→ **Exercise requirements**:
Quote the Sleep Now interview word for word, everything from "I missed that, who’d" down to "to play Cornerstone?".

→ **Excerpted text**:
▽
Sleep Now

... or forever hold your peace

Photo by Ray Dukes

You play in a band called Sleep Now, so could you tell me a little bit about them?
Yeah, we started in 2008 and we have had 17 member changes since.

Oh, wow.
I’m the only original band member that was in it back then. We were originally called “Sleep Now, Sivylla,” but after all the member changes and style changes, we decided to cut off the last word because nobody knew how to spell it or say it, anyway. Now we’re just called “Sleep Now,” and we play melodic metalcore. We’re about to put out a new record here in November. Hopefully everyone digs it.

So you said that you guys have tried a couple different genres over the past five years. What are some of the different styles you guys have explored?
When we first began, we played alternative rock – we were 16 at the time. That’s what we listened to. We grew up listening to (bands) like AFI and hardcore punk music, so we wanted to play something a little more raw. But as time progressed, metalcore was cool back then and that’s what we started playing around 2009, 2010. And lately, after all the member changes, we began to develop a more raw sound that has a little bit of a hardcore influence, but also speaks to our metalcore roots. We kind of mix it together and make our own little sound out of that.

Who were some of the main metalcore and hardcore bands that influenced you?
On this new record, we have Chad with Hundredth on it. They’ve definitely been a huge influence on me. I saw them at Cornerstone up in Bushnell, IL in ’09. That was pretty musically changing for me because … I hadn’t heard anything like melodic hardcore or like them my whole life. … Bands like Counterparts and Comeback Kid, they influenced us. Take it Back! … (With) metalcore, of course, you’ve got Gideon or a couple of our local bands around here (in Dallas) like Kublai Khan, Mouth of the South, 2X4, old-school Parables. I grew up listening to the Deftones, and that’s probably going to come out in this new record we’re putting out.

I missed that, who’d you grow up listening to?
The Deftones. Really heavy, raw music, but with pretty undertones.

Right. You mentioned that you saw Hundredth at Cornerstone a while back in ’09 and it was a hugely influential show. Did you ever get the opportunity to play Cornerstone?
Oh yeah! We played it two years in a row. We didn’t play the last year that Cornerstone existed, but we played in 2009 and 2010. We had a great time at Cornerstone. It was very hot the last year we went, and I think that might be what kept us from going back (laughs). There was a heat wave that hit the Midwest the last time we were there.

That’s coming from someone from Texas, too!
△
→ **Data shown**:
▽
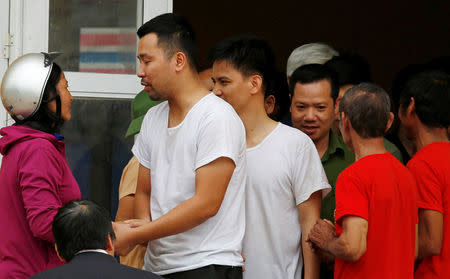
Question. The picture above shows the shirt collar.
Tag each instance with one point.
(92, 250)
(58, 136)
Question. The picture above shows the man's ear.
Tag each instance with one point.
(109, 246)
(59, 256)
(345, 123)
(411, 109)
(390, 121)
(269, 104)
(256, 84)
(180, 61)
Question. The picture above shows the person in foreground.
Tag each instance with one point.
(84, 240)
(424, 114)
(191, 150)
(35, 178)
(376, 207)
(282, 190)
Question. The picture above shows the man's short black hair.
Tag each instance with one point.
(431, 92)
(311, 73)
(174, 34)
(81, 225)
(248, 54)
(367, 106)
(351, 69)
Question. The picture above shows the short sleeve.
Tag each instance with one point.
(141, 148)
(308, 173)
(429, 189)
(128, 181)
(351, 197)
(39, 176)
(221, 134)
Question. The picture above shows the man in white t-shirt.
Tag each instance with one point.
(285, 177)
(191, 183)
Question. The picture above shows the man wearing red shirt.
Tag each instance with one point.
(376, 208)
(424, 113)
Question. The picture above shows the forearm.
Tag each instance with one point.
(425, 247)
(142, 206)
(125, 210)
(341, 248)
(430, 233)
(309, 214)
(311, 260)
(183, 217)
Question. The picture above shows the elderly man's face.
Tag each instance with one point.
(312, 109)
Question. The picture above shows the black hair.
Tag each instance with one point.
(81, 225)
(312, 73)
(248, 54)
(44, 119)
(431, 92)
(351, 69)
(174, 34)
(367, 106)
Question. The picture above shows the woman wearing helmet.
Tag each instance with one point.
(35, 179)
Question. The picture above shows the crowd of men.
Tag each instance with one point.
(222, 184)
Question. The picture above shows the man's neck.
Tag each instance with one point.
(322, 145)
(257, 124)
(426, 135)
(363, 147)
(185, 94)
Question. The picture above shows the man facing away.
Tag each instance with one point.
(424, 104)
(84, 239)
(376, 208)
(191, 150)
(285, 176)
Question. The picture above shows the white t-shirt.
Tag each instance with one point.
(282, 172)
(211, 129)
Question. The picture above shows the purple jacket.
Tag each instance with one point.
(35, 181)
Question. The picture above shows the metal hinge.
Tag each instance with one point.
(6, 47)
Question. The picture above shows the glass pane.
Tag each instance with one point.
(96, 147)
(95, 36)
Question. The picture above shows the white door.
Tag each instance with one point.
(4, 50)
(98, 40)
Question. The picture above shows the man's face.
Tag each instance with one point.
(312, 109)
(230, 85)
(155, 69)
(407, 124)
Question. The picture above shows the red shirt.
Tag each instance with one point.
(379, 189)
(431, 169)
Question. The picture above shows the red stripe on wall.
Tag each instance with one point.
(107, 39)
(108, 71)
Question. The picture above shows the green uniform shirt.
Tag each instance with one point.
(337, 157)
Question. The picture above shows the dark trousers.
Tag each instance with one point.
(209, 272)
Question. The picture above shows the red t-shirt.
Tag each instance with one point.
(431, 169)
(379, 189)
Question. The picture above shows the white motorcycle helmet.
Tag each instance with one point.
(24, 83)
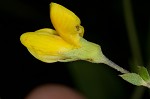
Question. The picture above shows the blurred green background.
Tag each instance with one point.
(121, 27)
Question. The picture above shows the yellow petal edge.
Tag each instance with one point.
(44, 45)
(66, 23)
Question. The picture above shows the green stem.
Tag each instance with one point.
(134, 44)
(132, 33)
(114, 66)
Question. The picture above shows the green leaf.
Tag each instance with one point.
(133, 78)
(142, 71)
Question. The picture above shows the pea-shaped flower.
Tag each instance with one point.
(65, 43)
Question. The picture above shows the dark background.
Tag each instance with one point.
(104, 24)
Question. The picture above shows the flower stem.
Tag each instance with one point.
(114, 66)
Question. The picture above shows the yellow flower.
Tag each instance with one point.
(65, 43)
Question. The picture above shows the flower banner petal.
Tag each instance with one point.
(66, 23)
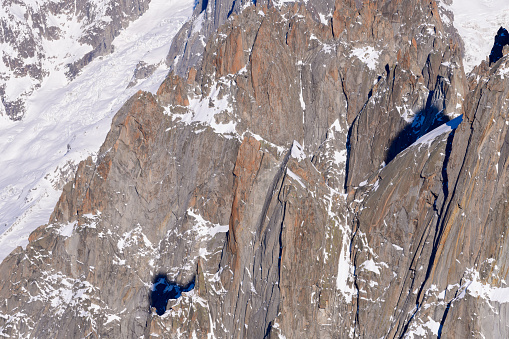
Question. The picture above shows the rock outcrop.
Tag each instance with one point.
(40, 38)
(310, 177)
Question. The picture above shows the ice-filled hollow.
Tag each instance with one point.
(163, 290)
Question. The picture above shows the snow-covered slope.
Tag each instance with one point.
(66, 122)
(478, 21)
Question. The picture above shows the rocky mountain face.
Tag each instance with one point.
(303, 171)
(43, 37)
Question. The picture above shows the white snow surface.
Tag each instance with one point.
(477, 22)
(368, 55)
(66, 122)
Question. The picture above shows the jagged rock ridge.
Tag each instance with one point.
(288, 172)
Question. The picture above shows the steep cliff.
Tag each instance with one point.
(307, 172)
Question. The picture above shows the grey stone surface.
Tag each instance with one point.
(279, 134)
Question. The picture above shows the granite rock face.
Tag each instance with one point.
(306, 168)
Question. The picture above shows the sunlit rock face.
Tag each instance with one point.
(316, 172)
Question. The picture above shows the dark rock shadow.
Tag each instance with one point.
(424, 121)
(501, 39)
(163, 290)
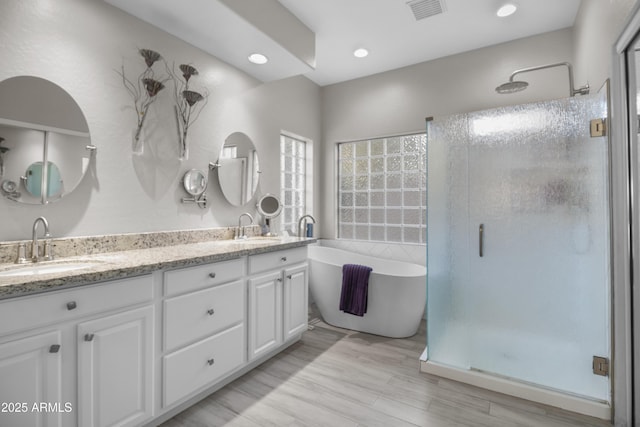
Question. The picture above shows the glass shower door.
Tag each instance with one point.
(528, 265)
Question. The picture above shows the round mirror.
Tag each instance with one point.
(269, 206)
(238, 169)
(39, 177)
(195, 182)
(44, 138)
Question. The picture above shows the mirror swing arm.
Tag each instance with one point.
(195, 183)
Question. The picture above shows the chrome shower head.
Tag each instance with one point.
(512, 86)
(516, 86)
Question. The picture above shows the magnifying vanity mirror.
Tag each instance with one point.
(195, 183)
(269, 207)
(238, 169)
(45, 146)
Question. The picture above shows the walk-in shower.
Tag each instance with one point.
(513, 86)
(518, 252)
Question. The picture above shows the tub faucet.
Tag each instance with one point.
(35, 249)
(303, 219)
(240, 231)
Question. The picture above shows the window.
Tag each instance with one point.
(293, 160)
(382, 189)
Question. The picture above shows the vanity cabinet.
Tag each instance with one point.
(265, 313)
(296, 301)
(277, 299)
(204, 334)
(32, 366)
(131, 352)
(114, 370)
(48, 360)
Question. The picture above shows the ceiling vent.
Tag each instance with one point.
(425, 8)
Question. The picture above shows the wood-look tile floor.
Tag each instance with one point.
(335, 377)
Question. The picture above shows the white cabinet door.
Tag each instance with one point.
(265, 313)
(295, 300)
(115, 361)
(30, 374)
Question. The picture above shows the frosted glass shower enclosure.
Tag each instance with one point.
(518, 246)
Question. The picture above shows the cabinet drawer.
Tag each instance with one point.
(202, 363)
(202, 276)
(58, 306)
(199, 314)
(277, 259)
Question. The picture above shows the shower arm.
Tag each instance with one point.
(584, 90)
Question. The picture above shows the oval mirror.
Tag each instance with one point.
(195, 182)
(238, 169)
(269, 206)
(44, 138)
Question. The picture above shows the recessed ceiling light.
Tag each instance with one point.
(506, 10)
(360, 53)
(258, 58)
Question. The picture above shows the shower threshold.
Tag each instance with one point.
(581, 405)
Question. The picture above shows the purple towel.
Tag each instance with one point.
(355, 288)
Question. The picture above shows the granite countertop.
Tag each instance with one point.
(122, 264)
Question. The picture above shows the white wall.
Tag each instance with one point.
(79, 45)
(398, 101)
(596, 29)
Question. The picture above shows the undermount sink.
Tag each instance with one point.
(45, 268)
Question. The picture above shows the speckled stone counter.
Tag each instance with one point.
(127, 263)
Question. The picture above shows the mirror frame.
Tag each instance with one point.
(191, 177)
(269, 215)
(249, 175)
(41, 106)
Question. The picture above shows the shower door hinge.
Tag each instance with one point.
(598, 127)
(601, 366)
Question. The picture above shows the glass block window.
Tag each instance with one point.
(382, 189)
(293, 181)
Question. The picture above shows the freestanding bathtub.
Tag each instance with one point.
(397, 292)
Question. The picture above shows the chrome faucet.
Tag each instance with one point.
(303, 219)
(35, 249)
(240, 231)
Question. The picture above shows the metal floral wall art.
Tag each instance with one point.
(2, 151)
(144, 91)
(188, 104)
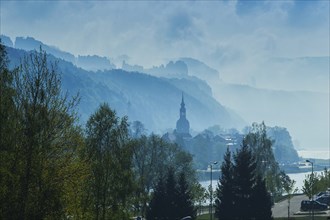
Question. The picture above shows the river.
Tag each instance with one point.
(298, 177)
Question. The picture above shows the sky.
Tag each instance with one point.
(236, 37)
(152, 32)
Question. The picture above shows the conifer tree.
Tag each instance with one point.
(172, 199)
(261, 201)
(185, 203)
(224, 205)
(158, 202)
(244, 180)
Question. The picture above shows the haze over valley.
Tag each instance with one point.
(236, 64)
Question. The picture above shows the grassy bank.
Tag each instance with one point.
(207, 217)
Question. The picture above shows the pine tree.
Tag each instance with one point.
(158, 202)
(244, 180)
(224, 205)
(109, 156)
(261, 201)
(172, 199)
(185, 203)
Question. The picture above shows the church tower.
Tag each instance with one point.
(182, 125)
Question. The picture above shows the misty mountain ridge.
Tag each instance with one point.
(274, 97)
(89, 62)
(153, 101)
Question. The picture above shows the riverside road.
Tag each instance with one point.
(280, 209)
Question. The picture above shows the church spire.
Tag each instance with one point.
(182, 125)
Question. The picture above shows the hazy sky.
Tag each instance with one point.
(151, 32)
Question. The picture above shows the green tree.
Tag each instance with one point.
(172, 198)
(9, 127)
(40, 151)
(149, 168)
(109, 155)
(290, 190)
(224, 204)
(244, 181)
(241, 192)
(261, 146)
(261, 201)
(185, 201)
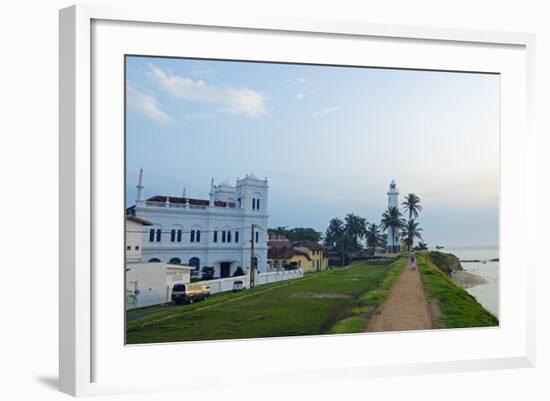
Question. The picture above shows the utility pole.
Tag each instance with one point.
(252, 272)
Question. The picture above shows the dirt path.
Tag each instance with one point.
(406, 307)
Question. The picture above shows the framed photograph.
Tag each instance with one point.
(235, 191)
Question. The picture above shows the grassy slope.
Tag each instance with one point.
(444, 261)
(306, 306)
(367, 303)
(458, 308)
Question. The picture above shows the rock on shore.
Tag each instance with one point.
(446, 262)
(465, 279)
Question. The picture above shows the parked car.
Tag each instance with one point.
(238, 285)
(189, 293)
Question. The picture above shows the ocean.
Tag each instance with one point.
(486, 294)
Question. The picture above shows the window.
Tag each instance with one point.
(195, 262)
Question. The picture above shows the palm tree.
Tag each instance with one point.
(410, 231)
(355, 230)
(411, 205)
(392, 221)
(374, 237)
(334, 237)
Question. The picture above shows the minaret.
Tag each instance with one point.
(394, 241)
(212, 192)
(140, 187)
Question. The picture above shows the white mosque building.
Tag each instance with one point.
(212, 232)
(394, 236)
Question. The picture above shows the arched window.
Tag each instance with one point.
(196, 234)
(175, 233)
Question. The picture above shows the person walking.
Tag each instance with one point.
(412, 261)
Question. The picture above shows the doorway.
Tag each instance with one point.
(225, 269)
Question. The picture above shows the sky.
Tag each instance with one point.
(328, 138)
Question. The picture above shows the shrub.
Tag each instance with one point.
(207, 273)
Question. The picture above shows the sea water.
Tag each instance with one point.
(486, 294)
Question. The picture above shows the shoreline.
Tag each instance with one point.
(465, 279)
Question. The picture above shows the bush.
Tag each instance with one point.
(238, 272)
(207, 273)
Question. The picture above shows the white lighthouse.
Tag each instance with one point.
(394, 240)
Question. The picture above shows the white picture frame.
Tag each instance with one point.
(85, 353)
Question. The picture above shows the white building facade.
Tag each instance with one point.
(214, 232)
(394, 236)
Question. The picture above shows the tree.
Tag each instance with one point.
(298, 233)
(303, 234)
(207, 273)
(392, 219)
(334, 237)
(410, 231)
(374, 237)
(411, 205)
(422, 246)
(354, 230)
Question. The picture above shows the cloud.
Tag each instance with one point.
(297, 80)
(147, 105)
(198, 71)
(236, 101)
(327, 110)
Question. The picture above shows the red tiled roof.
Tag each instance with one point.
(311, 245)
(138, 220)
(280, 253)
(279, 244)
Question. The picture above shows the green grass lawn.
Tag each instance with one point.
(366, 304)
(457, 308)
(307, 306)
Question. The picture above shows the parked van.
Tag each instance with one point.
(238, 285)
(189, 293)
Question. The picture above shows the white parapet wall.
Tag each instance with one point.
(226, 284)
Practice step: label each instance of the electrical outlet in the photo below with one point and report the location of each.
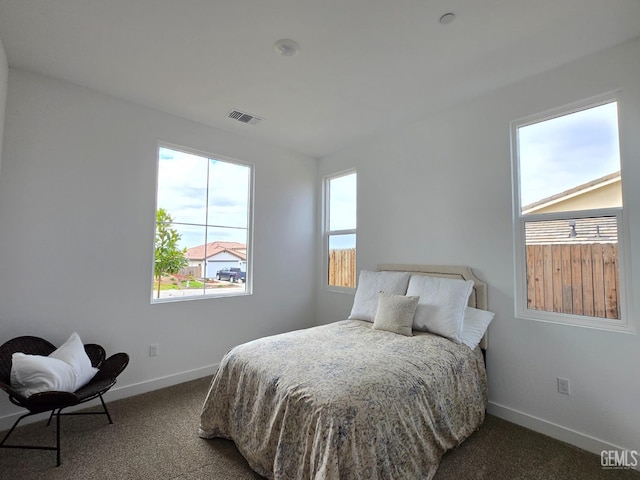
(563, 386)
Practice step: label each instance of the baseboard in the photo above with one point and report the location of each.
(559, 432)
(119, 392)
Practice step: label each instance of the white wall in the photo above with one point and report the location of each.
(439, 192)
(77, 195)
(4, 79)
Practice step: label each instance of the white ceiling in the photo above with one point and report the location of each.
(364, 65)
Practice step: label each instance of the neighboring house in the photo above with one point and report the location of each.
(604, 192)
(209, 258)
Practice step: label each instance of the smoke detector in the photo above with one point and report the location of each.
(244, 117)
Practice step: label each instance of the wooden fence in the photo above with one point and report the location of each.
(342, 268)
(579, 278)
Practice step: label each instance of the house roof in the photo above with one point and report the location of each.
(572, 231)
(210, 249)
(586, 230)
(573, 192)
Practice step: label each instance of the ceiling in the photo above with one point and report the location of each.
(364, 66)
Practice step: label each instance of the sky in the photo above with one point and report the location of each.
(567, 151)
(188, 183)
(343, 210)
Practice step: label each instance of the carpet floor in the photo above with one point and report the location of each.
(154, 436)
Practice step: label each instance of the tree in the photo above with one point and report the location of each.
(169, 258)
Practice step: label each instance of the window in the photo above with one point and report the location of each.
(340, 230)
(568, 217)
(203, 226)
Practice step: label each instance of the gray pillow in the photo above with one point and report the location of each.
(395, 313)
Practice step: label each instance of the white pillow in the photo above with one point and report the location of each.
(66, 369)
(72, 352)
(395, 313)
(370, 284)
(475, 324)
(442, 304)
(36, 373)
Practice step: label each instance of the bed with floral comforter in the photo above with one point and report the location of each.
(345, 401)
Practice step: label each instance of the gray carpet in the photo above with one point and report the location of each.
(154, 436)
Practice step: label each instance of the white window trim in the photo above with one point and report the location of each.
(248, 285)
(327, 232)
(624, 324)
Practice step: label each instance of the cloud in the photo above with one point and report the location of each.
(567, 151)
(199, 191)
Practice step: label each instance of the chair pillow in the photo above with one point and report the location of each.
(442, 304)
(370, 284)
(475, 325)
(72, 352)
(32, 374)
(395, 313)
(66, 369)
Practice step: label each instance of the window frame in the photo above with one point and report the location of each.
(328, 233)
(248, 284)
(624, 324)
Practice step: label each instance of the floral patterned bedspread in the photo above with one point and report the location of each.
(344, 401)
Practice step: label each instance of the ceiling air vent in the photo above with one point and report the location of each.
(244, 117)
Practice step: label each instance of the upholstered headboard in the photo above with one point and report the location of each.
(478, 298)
△
→ **Task solution**:
I missed that, who’d you grow up listening to?
The Deftones. Really heavy, raw music, but with pretty undertones.

Right. You mentioned that you saw Hundredth at Cornerstone a while back in ’09 and it was a hugely influential show. Did you ever get the opportunity to play Cornerstone?